Please repeat exactly the line containing "Pin every instance of the pleated" and each line after it in the records below, through the last.

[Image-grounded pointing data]
^^^^^^^^
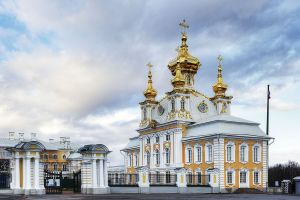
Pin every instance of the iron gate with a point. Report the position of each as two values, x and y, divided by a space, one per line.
77 181
4 174
52 182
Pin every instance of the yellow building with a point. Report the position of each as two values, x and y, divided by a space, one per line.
187 130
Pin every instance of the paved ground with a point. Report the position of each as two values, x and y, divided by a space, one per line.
157 197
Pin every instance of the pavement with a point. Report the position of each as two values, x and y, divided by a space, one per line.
155 197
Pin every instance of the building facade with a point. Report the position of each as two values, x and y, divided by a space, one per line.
190 131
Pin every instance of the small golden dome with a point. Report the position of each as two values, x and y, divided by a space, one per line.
219 87
150 93
178 80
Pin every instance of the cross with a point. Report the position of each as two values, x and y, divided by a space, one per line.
220 59
149 66
184 25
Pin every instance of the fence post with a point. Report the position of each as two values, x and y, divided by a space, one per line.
181 180
144 183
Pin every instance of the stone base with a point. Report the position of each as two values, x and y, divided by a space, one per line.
29 191
104 190
144 190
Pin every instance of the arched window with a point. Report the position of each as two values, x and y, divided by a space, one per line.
256 153
182 104
198 153
168 177
148 158
136 160
144 113
230 149
189 155
173 105
167 156
157 157
244 153
188 79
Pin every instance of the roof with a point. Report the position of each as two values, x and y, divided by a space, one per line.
133 143
74 156
225 124
6 142
101 148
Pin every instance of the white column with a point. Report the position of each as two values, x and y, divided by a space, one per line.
101 172
36 173
105 173
141 153
28 174
94 169
17 173
24 173
161 150
151 153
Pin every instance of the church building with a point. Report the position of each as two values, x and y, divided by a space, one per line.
188 130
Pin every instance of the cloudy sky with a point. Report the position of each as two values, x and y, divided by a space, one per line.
77 68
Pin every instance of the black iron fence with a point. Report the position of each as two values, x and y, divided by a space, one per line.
162 179
123 179
197 180
4 180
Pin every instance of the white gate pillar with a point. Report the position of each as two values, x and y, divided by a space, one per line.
30 174
94 179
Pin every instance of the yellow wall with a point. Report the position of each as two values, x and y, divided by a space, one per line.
203 166
237 165
59 161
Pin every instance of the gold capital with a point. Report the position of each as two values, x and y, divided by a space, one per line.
184 26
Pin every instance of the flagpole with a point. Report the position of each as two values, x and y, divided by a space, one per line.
268 99
267 132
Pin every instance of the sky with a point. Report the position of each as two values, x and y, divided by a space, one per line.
78 68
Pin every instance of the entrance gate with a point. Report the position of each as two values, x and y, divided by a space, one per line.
4 174
52 182
55 183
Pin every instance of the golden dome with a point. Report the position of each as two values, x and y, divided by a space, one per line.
186 61
150 93
219 87
178 80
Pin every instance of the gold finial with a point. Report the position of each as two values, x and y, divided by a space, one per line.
149 65
220 59
184 26
178 80
150 93
220 87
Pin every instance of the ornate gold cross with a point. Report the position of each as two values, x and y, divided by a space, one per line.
184 25
220 59
149 66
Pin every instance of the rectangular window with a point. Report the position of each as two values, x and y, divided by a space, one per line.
55 167
198 150
168 137
255 152
229 177
256 177
209 148
243 152
229 153
243 177
157 139
136 160
189 155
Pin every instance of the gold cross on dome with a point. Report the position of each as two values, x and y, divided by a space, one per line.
149 66
220 59
184 25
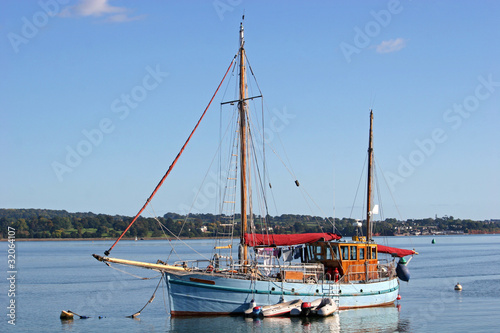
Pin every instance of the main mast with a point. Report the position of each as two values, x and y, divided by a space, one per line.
243 147
370 181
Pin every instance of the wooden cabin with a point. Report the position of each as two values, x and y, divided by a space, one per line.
355 260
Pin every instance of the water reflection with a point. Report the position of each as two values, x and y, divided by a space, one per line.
379 319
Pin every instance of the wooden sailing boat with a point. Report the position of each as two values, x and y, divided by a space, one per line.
348 271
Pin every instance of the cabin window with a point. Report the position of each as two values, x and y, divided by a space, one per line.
345 252
318 252
310 254
361 253
354 252
328 254
333 252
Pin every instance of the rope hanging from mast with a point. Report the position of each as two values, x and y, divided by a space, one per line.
173 163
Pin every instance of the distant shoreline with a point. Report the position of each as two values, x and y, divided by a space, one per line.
96 239
185 238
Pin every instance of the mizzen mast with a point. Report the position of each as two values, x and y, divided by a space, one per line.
243 146
369 211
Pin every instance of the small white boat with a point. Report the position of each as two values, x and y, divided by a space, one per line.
306 308
279 309
322 307
326 308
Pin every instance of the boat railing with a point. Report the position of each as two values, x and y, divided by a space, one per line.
293 272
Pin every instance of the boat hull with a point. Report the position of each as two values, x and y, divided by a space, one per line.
206 294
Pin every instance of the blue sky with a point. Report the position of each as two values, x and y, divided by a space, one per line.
429 70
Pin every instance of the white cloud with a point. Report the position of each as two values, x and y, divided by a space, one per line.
99 8
392 45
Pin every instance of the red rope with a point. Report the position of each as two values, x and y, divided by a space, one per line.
173 163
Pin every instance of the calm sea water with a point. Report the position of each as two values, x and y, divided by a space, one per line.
55 276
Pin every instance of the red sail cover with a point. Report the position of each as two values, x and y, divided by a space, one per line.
399 252
287 240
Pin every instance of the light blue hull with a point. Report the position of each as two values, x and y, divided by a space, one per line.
211 294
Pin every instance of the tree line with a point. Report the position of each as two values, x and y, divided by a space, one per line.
43 223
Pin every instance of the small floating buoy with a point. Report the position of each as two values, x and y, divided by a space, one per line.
66 315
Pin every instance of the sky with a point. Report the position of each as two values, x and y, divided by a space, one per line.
98 96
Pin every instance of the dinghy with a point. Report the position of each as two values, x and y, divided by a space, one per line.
326 308
322 307
280 309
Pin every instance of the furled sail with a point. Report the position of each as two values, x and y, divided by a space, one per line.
288 240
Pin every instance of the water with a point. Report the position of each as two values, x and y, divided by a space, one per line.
55 276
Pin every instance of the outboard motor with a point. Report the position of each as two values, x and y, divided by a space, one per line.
257 311
402 270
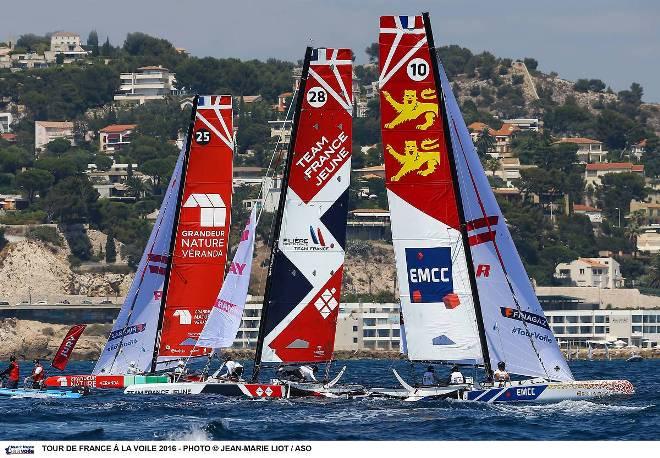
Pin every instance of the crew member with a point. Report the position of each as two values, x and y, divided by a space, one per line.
455 377
307 373
133 369
12 373
37 375
501 376
430 378
234 369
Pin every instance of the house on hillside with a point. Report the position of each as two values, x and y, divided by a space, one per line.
594 172
588 150
114 137
595 272
47 131
502 137
594 214
148 83
67 44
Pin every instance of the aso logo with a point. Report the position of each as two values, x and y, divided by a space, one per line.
429 274
213 211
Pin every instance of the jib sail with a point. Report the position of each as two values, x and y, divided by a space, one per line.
304 283
516 328
436 294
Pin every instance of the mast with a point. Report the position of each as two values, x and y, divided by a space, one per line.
280 213
459 202
168 268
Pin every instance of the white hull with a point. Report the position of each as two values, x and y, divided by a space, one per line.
531 390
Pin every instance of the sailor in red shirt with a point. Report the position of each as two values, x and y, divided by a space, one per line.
11 373
37 374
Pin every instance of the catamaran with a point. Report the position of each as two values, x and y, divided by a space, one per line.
171 296
465 296
303 287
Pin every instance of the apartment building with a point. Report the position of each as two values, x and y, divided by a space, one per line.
598 272
148 83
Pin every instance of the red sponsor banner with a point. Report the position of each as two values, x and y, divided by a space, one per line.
66 347
202 233
417 168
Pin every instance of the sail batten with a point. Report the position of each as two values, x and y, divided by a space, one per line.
304 283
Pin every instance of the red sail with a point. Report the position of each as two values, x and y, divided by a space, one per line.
202 231
66 347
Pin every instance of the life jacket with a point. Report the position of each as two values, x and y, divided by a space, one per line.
15 372
37 377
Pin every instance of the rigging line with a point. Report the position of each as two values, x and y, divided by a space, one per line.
497 249
144 270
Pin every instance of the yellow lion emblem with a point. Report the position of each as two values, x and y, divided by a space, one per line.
411 108
414 158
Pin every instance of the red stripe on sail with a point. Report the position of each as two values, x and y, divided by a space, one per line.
66 347
481 238
202 233
482 222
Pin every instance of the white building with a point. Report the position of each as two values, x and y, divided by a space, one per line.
6 119
47 131
148 83
588 150
65 43
595 172
598 272
114 137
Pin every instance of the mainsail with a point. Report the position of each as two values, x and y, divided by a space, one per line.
436 294
225 317
303 288
199 245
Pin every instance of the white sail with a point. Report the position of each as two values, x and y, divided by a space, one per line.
432 270
516 328
225 317
133 335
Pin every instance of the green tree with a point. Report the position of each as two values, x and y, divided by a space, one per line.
34 181
110 250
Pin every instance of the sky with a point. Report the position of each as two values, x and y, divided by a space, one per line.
616 41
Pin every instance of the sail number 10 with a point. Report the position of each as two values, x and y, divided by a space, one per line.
418 69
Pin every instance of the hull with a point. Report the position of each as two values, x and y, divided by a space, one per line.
102 381
230 389
535 390
552 392
39 394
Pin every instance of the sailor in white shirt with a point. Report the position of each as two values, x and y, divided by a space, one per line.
456 378
307 373
501 376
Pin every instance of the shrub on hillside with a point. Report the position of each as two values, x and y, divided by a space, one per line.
45 234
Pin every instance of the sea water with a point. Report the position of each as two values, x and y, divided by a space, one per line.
111 415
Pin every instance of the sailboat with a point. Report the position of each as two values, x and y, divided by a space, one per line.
303 287
465 296
182 267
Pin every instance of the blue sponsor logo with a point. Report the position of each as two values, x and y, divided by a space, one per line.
429 274
127 331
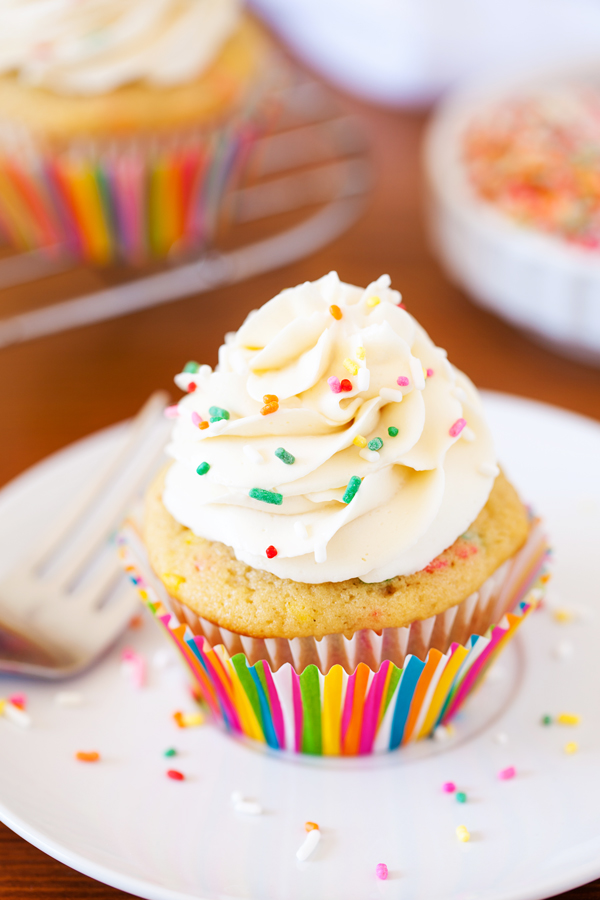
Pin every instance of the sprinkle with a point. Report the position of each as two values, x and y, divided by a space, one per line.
253 454
285 457
568 719
381 871
87 755
217 412
353 486
266 496
310 842
456 429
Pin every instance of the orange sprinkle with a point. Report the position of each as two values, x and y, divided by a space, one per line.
87 756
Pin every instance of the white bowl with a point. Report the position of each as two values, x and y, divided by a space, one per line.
537 281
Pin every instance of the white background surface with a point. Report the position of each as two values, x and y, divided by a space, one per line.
123 822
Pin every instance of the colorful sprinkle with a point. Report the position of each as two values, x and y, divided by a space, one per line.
381 871
351 489
458 426
285 457
266 496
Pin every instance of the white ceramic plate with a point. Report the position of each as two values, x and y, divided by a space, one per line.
124 822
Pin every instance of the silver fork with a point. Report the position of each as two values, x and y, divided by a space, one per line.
69 599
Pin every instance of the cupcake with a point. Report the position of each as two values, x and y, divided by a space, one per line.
122 124
335 550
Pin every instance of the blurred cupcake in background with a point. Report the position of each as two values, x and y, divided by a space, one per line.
124 122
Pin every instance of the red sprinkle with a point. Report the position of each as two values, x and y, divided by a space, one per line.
457 427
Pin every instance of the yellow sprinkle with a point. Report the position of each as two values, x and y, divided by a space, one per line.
568 719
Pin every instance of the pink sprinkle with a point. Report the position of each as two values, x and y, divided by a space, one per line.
457 427
381 871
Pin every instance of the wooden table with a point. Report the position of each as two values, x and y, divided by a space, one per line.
59 389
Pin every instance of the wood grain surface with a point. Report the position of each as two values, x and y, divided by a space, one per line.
59 389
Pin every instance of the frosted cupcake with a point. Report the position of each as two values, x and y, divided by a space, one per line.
339 557
123 123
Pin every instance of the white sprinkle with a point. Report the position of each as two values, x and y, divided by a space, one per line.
301 530
17 716
369 455
247 807
489 470
253 454
391 395
363 379
68 698
308 845
416 370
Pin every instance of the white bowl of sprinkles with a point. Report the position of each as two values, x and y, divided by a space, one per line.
513 170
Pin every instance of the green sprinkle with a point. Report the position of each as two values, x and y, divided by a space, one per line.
266 496
217 413
353 486
285 457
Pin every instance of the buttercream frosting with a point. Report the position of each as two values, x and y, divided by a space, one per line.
279 480
93 46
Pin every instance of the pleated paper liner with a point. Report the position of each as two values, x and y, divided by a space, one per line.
337 696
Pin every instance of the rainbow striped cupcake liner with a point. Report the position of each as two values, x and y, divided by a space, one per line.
346 697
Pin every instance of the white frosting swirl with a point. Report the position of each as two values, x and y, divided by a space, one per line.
^^^^^^^^
Written answer:
Pin every instance of the pleated paper liner with a point. Report the position of each as two values, x and y, divided by a space, one per line.
337 696
Pin every instance of the rainbow striped cupcake liner with a point. Report the position of each as two values, x and y, divided by a space, one per line.
346 697
Pin every instance of the white frosting swirl with a point. Report the position of each as two values, x and y, divided by a space, one per line.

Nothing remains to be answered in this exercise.